▶ _Task inputs_
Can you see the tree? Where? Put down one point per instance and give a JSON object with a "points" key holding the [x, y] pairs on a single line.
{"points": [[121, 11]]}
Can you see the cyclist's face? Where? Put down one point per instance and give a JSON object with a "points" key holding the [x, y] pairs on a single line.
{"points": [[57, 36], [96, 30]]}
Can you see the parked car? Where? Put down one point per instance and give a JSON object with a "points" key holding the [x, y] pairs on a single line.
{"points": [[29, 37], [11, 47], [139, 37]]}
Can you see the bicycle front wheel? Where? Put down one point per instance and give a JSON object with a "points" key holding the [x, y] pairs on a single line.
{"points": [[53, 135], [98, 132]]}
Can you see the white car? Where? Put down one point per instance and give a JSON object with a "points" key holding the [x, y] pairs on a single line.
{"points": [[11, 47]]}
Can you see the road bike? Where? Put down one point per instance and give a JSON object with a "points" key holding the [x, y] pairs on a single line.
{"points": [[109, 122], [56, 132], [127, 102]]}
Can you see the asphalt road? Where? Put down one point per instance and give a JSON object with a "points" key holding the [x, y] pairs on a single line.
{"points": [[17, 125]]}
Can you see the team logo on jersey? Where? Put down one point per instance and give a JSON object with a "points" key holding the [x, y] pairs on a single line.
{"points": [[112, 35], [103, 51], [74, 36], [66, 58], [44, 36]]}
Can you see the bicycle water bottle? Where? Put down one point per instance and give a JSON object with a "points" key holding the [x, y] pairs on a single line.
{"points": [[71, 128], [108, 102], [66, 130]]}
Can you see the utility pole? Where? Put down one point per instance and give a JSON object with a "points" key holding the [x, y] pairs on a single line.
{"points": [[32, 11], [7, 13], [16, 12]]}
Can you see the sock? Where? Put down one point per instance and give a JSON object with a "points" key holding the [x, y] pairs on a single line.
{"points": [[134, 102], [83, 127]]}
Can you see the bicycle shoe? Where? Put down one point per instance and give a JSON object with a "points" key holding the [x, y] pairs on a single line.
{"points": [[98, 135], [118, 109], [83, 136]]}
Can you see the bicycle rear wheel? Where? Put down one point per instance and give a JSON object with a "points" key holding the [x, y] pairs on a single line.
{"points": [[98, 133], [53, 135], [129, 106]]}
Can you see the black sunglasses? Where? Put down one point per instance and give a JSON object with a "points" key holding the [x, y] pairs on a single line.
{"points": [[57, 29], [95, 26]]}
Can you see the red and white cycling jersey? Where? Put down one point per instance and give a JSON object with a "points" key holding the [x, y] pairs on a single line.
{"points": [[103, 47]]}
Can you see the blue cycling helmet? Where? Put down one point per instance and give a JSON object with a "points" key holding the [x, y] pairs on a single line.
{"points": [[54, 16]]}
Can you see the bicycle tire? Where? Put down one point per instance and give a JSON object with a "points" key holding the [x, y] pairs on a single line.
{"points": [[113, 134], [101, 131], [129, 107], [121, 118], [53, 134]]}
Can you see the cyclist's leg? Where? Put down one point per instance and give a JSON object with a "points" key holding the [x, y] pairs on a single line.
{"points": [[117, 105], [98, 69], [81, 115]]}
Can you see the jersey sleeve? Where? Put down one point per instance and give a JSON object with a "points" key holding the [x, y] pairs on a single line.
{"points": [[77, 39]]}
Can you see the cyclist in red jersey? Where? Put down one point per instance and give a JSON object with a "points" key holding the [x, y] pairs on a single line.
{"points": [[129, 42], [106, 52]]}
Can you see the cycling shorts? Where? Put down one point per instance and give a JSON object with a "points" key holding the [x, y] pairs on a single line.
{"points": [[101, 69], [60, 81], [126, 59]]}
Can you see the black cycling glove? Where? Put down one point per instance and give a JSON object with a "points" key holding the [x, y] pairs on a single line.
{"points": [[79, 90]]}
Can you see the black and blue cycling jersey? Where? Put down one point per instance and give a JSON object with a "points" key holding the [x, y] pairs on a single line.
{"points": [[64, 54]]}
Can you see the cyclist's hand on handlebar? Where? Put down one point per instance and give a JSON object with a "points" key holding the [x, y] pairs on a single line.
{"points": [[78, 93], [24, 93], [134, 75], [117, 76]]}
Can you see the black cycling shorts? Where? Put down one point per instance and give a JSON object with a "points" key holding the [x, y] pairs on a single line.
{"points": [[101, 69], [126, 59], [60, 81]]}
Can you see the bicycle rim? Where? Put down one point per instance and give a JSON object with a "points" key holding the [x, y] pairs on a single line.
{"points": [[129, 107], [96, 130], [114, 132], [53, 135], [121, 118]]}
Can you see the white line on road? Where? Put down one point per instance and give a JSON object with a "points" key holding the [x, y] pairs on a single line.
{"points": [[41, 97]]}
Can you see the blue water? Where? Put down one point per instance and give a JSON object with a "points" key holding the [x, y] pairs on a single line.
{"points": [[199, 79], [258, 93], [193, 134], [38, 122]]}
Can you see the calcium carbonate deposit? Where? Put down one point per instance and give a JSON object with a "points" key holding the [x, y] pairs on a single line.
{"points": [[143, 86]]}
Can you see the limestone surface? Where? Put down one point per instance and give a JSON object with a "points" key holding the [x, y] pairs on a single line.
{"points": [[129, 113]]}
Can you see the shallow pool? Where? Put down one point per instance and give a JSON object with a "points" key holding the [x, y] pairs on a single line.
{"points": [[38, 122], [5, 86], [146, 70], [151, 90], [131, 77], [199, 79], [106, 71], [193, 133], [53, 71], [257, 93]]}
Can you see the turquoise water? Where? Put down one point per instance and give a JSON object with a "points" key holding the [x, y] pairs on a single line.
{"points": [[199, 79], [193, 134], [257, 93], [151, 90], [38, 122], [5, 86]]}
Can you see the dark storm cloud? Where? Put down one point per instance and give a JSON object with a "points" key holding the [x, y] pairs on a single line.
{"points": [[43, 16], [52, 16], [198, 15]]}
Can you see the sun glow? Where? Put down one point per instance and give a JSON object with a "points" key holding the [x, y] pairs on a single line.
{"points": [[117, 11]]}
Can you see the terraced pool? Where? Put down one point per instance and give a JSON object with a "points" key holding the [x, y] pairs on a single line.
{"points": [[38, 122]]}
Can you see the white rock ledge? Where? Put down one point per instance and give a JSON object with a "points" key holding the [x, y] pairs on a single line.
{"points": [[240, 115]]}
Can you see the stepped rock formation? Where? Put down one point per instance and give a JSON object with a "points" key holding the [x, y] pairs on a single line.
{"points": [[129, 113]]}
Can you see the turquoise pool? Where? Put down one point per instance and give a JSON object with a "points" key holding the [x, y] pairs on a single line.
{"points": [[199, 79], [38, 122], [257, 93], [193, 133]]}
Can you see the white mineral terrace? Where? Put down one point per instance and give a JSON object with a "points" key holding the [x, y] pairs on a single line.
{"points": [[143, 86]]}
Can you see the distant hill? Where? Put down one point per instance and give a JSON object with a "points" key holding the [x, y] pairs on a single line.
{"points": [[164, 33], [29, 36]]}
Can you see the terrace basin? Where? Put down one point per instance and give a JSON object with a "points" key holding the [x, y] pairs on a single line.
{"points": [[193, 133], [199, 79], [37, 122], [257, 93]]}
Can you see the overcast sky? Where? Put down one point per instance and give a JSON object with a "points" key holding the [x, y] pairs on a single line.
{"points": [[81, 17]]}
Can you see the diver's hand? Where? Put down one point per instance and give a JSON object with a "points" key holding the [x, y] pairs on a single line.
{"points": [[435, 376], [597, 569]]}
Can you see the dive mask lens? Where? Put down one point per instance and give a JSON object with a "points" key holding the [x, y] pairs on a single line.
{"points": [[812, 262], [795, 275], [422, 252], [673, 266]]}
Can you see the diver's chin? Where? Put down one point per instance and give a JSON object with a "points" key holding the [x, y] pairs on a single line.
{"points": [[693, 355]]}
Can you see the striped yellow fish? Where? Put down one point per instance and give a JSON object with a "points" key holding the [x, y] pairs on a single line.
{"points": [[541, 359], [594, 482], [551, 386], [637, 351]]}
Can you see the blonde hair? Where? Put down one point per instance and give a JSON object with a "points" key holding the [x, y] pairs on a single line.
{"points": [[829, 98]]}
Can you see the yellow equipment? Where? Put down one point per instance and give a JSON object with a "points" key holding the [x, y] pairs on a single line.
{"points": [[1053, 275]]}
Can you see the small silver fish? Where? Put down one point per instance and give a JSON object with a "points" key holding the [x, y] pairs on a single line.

▶ _Task item_
Set down the line holding "Can you see the yellow" and all later lines through the last one in the material above, exactly, and no other lines.

▶ _Task solution_
Can you see the yellow equipment? Where? Put down one point per instance and give a JSON object with a "points" key holding the [x, y] pairs on a single line.
{"points": [[1053, 275]]}
Can you see the small silver fish? Where? Put down one point per instance and give a JSON object with a "points" key holding the [x, y] pairs on a single line.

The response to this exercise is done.